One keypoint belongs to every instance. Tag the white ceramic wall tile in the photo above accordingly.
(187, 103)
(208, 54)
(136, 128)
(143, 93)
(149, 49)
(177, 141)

WHAT YOU ARE ASKED TO DO: Would you output every line of the listing exactly?

WRITTEN SOLUTION:
One keypoint belongs to every instance. Tag the white ceramic wall tile in the photo above accordingly.
(187, 103)
(208, 54)
(136, 128)
(143, 93)
(149, 49)
(177, 141)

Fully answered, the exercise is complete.